— start of Supplied entries —
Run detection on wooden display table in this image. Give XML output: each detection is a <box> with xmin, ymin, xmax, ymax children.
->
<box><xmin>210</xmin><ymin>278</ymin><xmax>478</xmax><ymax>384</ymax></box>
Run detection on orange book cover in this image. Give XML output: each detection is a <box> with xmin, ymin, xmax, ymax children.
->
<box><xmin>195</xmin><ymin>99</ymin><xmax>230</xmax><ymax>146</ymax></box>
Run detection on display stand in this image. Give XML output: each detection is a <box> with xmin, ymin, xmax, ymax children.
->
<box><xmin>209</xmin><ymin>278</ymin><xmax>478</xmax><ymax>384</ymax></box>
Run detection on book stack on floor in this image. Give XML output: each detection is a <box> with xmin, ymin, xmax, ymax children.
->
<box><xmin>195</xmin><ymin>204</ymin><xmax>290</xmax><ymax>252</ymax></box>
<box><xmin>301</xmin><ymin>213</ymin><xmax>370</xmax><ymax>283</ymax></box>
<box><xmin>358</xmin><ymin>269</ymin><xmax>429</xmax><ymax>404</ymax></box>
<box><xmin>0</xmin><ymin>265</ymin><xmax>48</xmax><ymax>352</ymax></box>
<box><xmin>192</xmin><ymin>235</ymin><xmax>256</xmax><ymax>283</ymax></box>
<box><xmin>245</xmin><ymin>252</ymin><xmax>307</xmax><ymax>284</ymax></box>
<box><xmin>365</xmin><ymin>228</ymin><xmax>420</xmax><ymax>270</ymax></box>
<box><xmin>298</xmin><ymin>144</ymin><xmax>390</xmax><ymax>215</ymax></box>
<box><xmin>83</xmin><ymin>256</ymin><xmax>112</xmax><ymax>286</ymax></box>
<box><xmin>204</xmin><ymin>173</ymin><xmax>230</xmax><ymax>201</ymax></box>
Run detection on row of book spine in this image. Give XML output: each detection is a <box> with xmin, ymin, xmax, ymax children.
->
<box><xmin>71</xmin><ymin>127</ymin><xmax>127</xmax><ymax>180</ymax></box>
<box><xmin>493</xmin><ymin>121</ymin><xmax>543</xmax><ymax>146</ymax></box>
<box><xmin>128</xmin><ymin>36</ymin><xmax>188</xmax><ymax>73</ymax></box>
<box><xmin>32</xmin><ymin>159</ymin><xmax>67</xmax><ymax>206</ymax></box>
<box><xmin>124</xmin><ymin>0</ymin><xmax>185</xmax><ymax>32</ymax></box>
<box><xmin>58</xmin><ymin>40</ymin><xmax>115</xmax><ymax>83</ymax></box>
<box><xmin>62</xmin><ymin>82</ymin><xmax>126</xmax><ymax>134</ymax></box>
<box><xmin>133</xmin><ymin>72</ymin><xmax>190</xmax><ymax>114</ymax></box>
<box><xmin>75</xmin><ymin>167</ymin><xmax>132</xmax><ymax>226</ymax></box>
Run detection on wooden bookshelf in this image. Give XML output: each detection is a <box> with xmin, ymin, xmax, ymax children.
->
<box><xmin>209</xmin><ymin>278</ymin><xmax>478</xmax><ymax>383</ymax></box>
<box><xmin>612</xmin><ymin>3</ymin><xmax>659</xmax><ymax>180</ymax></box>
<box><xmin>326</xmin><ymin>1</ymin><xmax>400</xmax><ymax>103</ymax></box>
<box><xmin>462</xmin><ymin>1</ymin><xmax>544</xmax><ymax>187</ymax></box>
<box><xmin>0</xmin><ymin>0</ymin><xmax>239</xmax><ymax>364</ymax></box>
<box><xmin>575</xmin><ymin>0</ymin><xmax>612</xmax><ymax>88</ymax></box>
— end of Supplied entries —
◆ **Stated problem**
How many lines above contain the word "with"?

◆ **Correct answer**
6